Problem to solve: Pictures in the records should not be copied, but every other part must be repeated exactly.

Records to process:
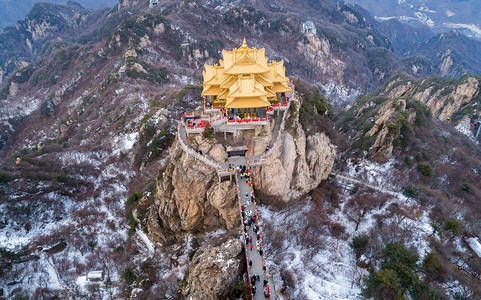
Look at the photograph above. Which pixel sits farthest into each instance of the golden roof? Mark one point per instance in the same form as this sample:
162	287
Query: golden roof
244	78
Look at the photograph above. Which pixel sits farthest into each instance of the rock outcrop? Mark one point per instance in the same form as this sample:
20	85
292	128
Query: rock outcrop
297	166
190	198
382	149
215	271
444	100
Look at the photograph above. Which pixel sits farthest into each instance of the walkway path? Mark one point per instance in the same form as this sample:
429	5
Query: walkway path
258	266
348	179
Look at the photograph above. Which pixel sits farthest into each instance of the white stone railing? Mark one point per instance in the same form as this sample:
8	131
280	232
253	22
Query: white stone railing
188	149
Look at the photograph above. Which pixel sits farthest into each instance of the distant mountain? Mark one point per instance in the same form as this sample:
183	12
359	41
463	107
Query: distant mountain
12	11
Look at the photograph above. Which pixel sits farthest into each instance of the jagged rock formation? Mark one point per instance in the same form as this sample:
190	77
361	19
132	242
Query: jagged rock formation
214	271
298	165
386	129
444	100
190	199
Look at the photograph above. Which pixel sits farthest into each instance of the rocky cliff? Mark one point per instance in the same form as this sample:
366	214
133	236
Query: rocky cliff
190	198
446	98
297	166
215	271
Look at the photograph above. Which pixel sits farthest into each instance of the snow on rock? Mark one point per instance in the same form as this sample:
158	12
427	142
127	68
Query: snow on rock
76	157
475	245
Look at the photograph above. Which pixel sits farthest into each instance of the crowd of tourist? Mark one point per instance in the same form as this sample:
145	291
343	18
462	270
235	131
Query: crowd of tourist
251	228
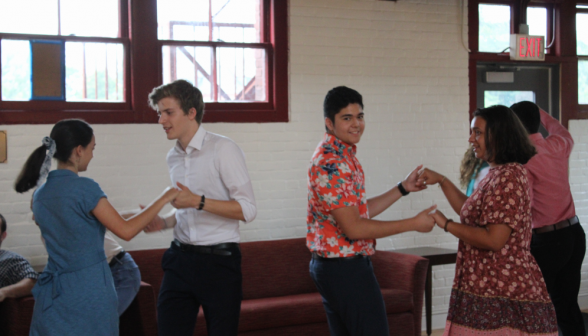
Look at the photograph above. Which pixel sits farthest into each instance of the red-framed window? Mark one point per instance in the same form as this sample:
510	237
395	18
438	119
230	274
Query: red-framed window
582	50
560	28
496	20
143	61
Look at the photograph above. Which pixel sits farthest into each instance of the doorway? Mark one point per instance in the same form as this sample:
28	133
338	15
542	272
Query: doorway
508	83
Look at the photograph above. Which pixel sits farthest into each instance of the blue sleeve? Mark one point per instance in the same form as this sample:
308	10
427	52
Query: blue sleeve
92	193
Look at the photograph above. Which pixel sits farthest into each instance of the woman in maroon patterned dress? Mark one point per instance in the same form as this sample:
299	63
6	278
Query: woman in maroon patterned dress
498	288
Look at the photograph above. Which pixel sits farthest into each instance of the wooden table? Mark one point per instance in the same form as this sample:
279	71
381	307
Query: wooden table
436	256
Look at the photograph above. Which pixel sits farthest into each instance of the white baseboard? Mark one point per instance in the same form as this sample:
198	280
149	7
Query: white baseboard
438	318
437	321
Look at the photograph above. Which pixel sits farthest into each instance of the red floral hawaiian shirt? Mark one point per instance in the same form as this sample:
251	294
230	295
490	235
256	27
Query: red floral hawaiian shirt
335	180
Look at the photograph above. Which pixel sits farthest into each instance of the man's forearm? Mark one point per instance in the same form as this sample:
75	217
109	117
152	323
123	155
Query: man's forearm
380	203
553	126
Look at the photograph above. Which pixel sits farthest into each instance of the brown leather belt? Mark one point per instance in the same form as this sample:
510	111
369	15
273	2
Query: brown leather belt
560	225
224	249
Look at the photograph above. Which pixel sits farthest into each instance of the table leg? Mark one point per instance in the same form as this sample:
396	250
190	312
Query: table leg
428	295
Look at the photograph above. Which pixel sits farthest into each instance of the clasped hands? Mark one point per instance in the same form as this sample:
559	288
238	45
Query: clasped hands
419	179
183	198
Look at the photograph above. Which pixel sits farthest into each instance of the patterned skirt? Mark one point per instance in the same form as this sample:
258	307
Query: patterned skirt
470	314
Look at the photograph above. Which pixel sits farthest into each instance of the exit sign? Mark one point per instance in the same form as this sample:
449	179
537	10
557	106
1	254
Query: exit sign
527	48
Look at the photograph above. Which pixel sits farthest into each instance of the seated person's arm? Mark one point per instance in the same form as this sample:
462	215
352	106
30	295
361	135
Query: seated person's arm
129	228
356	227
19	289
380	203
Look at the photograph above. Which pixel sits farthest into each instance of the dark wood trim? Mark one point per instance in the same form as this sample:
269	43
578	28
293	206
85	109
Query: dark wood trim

Full answer:
Look at the photograph above. Which pixel sits farthest into each instance of the golden roof? Mark one point per instance in the same form as this sample:
162	287
Query: golden roof
244	78
Look at the photograph above. Which pixel sits farthest into each instance of the rock outcrop? Mark one point per instance in the same form as this sample:
20	85
292	128
Query: rock outcrop
297	166
190	198
382	149
215	271
444	100
Look at the photograph above. Which pixel sits farthest into each instance of the walkway path? Mark one point per instance in the same form as this sample:
429	5
Query: walkway path
258	266
348	179
Look at the photograph above. Which pixel sits farthest into each instance of the white stone railing? Mark one point per instance in the same form as this sample:
8	131
280	232
253	22
Query: white stone railing
188	149
Look at the photograph above. Which pixel sits farthest into each instance of the distant mountain? Mark one point per instance in the same form as this sample:
183	12
359	41
463	107
Query: distant mountain
12	11
Look at the photograph above. Which pixel sits farthest into each instance of the jagged rock formation? Mark one point per instance in the same form as this sample:
190	77
361	19
132	242
Query: jagged rock formation
214	271
298	165
386	129
444	100
190	199
Look at the photograph above. Which pixel sits farthest into each instance of the rocky cliff? Mark one point per instance in the same form as this sample:
366	214
133	236
Query: rocky cliff
190	198
446	98
297	166
215	271
Look at the photograph above. Which pixel sits farthest into each instance of the snow on rock? Mark one point per instance in the same form as this sample:
158	12
427	142
127	68
Query: snow on rock
76	157
475	245
Look at the photograph above. Which pixel sits farthest into each instance of the crowd of tourist? Mark one point per instance in the same form as this sample:
145	291
343	18
462	270
235	131
Query: crowd of tourist
251	228
Look at the photograph above. Which pixel sits farthest into each instance of the red-framed window? Mark one point per instance in the same form as this sample:
510	237
395	18
438	119
230	274
Query: red-framed window
582	50
560	28
496	20
143	61
Look at the photograph above. Which pixel sits farthest into each instance of the doorway? Mark one point per instance in the same form as this sample:
28	133
338	15
542	272
Query: doorway
508	83
Look at the photograph above. Which pixel sits farthest into each instance of the blue sleeve? Mark one point per instance in the same form as this sample:
308	10
427	52
Query: blue sleeve
92	193
Look at the photograph above. Which pixel sits farthest into each instance of the woman in maroon patterned dress? Mark one point per instance in the same form as this sample:
299	63
6	278
Query: woman in maroon patterned dress
498	288
Look at the photograph above. Which pixel sits farthest into each instance of the wooden table? Mark one point per instance in the same form as this sample:
279	71
381	307
Query: wooden table
436	256
Look at the photograph above. Which pixel sits farthest into each instance of the white baseboard? Mark one point per instance in the same form as this sample:
198	280
149	7
Query: white baseboard
438	318
437	321
Look at the photograph above. Which pixel sits farthest into each instance of the red floral hawaiian shirt? Mark one point per instance in the same form as this sample:
251	294
230	295
490	235
256	27
Query: red floral hawaiian shirt
335	180
Look at the photograph above. Which pixel sits farthest into each instance of the man's forearm? Mark one point per instance in the same form as this sample:
75	217
109	117
152	323
123	155
Query: man's forearm
380	203
553	126
Look at the photograph above. Which pixel sits farthest into each instance of the brown leather belt? Mark one point per instance in the same form as this sample:
510	111
369	15
273	2
Query: brown leather belt
560	225
224	249
Look at the photograph above. Which pixel sits farthest into each instance of the table leg? Mark one point per instance in the same form as this sample:
396	250
190	312
Query: table leg
428	295
Look at the photograph above. Which pixel sits farthest into each instance of the clasped hands? Mark one point per instance in the same form as this sample:
559	288
238	45
Query: clasped hands
419	179
183	198
Look at the photograph above. Which pixel sits farthest into each instance of the patterned skirt? Mark one point per instance in the same form as this sample:
258	307
Query: patterned skirt
470	314
Look at the photograph above. Which pixel sits farthest into each instance of the exit sign? Mark one point per instance in the same form as this sample:
449	179
537	10
557	106
1	254
Query: exit sign
527	48
Look at the photograph above. Which pixel sits farthest into each instance of the seated person's arm? Mark one point per instance in the same form as this sample:
462	215
352	106
30	295
361	135
Query: seated person's arm
129	228
356	227
19	289
380	203
Look at the photograph above. Which pixel sits farthest into each instance of the dark wood trim? Mark one point per instance in the same form as this sample:
269	43
578	28
293	206
85	109
Query: dark wood trim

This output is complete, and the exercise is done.